Home / Docs-Technical WhitePaper / 51-Pipeline Card Template v1.0
Chapter 7 — State, Idempotency & Fault Tolerance (Transactions / Retry / Replay)
I. Purpose & Scope
- Unify modeling and validation conventions for state machines, idempotency, and fault tolerance (transactions/retry/replay) to ensure recoverability and auditability under failures/jitter/redundant triggers.
- For stages involving path quantities (arrival time/phase), the text must explicitly show gamma(ell) and d ell, with delta_form ∈ {general, factored} recorded on the data side; publication requires p_dim = 1.0.
II. Prerequisites & Inputs
- Contracts complete: inbound/outbound schemas aligned with TARR, units/dimensions clear and passed I70-dim_check.
- Sync & timebase: Chapter 5 satisfied (clock_state="locked", |ts_start − calib.timestamp| ≤ τ_calib).
- Citations & versions: use “volume + version + anchor (P/S/M/I)”, with anchor coverage ≥ 90%.
- Path consistency: len(gamma_ell)=len(d_ell)=len(n_eff)≥2, Δell compliant; missing items are rejected.
III. State Machine
- States: state ∈ {pending, running, succeeded, failed, rolled_back}.
- Basic transitions:
- pending → running: all deps succeeded and gates G1–G3 passed.
- running → succeeded: stage gates G1–G8 all passed.
- running → failed: any of S1–S5 (dimensional/freshness/path/covariance/citation failure).
- failed → rolled_back: checkpoint or compensation exists and audit is complete.
- Invariants: transitions must not violate upstream artifact consistency; rollback must match checkpoints and be replayable.
IV. Transactions & Errors
- Transactional boundary: input read → compute → output write is one atomic commit; external side effects must be compensable.

----

PROBLEM DESCRIPTION >> Extend the white paper chapter on pipeline state, idempotency and fault tolerance, picking up after its final sentence.

INFORMATION PROVIDED >>
----

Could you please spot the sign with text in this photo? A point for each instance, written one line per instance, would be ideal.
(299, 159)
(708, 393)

----

TASK OUTPUT >>
- Error classes:
- E_INPUT (contract/type/window errors)
- E_DIM (dimensional failure)
- E_GATE (quality gate failure)
- E_SYNC (unlock/offset over threshold)
- E_UQ (non-PD covariance/coverage mismatch)
- E_INTERNAL (internal exception)
- Handling: compensable errors prefer rollback + retry; non-compensable errors mark failed and route to human review.
V. Idempotency
- Idempotency key: idempotency_key = f(run_id, partition, window, …); repeated triggers with the same key must not change outputs.
- Exactly-Once vs At-Least-Once: default At-Least-Once; declaring Exactly-Once requires dedupe evidence and idempotent writes (primary key/merge-write).
- Input snapshot: persist input_hashes[] to guarantee determinism under retry/replay.
- Side-effect isolation: external calls (API/DB) must be idempotent or have compensation logs (undo messages).
VI. Retry Strategy
- Policy fields: retry_policy = { max_retries, backoff ∈ {const, exp, jitter}, deadline }.
- Invariants: retries do not change idempotency_key or the input snapshot; exceeding deadline marks failed.
- Backoff guidance: exp + jitter to protect upstream/shared resources; record attempt count and intervals.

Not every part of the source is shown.